___ Data shown ___

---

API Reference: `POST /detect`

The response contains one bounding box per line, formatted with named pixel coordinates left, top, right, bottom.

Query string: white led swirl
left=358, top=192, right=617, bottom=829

___

# What you are asked to do:
Reproduce the material above line for line, without altering any character.

# Output of the exercise:
---

API Reference: `POST /detect`

The response contains one bounding box per line, formatted with named pixel coordinates left, top, right, bottom.

Query string: white led swirl
left=358, top=192, right=617, bottom=829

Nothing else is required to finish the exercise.